***** PAGINA *****

Il libro
“Il Veneto, con la sua identità ambigua e sfuggente, oscilla fra l’autosufficienza quasi separatistica e la volontà di proiettarsi nel mondo, ma solo interpretando la sua Serenissima capitale si può intravederne il ruolo attuale e un futuro. Scrisse all’editore il suo indimenticabile maestro Cesare De Michelis: “raccolgo (per te) una serie di testi sulle Venezie scritti negli anni scorsi e ora appena rivisti, perché mi pare aiutino ad avvicinarsi a un territorio cangiante, del quale cercano di fissare qualche immagine meno effimera“.
La mia lettura
Quante Venezie, pubblicato postumo da Italo Svevo edizioni, è un piccolo saggio di Cesare De Michelis, il “Signore dell’editoria” non solo veneta ma italiana, instancabile intellettuale dalle mille risorse, insignito dell’onorificenza di cavaliere del Lavoro che parlando della sua vita disse:
“Far libri, stamparli, leggerli, scriverli, raccoglierli, venderli, recensirli, nella mia vita mi sembra di non aver fatto altro, come se un’ossessiva passione mi avesse travolto appena ragazzo. Eppure da sempre mi è sembrato non privo di significato farli qua, dov’ero cresciuto, nella nostra terra, magari a Venezia. Quando cominciai lo sapevo e non lo sapevo che la Serenissima era stata la patria del libro, che proprio nell’isola aveva preso forma e si era definito all’alba del Cinquecento, quello strano mestiere che è far l’editore, grazie a Aldo Manuzio, il principe e il principio di tutta la storia dei libri. Per questo continuo a fare libri a Venezia, come se il tempo che intanto è passato non sia bastato a cancellare una storia che ha ormai cinque secoli e più.” (Come lo capisco)

*****

Rispondi a queste domande sulla pagina:
1. Che cosa scrive De Michelis all'editore di aver raccolto?
2. Con quale casa editrice è uscito Quante Venezie?
3. Secondo De Michelis, grazie a chi il mestiere di editore prese forma a Venezia all'alba del Cinquecento?

***** DATI FORNITI *****

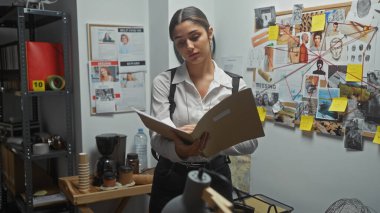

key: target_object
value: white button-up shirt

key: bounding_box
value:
[150,62,257,162]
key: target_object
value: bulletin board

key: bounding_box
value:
[249,0,380,150]
[87,24,147,115]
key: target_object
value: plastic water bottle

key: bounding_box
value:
[134,128,148,172]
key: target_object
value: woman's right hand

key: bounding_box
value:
[174,124,209,159]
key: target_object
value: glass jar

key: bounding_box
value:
[119,165,133,185]
[127,153,139,174]
[103,172,116,187]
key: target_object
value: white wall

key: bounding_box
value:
[215,0,380,213]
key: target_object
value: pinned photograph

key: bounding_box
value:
[300,10,324,32]
[346,0,378,27]
[315,88,340,120]
[325,34,347,64]
[255,6,276,30]
[314,120,344,136]
[328,65,347,88]
[290,4,303,25]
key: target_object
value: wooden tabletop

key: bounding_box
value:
[59,176,152,206]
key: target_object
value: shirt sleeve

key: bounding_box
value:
[149,71,182,162]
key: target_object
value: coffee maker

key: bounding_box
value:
[93,133,127,186]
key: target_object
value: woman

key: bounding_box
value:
[100,67,113,82]
[150,7,257,212]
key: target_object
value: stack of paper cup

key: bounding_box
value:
[78,152,90,192]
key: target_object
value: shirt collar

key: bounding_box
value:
[173,61,232,88]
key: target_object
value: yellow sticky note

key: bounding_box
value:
[329,97,348,112]
[300,115,314,131]
[268,25,280,40]
[32,80,45,92]
[346,64,363,82]
[257,107,267,122]
[373,126,380,144]
[311,14,326,32]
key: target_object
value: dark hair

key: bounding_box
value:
[313,31,322,39]
[169,6,210,41]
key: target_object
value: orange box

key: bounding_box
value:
[26,41,64,91]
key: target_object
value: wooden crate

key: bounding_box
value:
[59,176,152,205]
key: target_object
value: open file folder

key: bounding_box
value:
[135,89,265,157]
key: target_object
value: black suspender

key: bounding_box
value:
[168,68,177,120]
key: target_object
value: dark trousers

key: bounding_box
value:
[149,156,232,213]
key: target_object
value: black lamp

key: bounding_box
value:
[162,170,211,213]
[162,169,232,213]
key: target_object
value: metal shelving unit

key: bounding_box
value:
[0,6,75,212]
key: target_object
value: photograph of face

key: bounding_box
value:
[255,6,276,30]
[344,118,363,151]
[290,4,303,25]
[329,37,343,61]
[303,75,319,98]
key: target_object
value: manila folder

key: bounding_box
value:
[135,89,265,157]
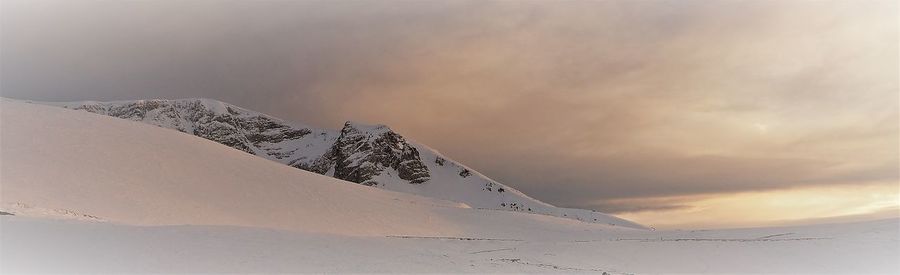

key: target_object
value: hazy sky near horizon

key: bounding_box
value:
[0,0,900,229]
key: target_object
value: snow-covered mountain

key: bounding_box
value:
[0,99,900,274]
[41,99,638,226]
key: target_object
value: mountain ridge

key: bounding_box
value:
[33,98,641,227]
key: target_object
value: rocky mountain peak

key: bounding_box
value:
[330,121,430,186]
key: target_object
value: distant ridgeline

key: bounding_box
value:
[40,99,640,227]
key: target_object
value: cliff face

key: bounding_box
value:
[43,99,648,227]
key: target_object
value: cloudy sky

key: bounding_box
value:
[0,0,900,227]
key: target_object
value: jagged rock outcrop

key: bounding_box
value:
[326,122,430,186]
[43,99,648,227]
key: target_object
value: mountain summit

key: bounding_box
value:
[42,99,641,227]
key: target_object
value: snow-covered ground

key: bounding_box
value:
[0,216,900,274]
[0,100,900,274]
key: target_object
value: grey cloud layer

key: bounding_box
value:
[0,1,900,213]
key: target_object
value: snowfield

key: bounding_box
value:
[0,100,900,274]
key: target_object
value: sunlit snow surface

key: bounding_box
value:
[0,101,900,274]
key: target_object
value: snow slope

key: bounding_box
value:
[0,216,900,274]
[0,100,900,274]
[0,100,636,236]
[35,99,641,227]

*****

(ESERCIZIO SVOLTO)
1. Una serie di testi sulle Venezie scritti negli anni precedenti e appena rivisti.
2. Con Italo Svevo edizioni, che lo ha pubblicato postumo.
3. Grazie ad Aldo Manuzio.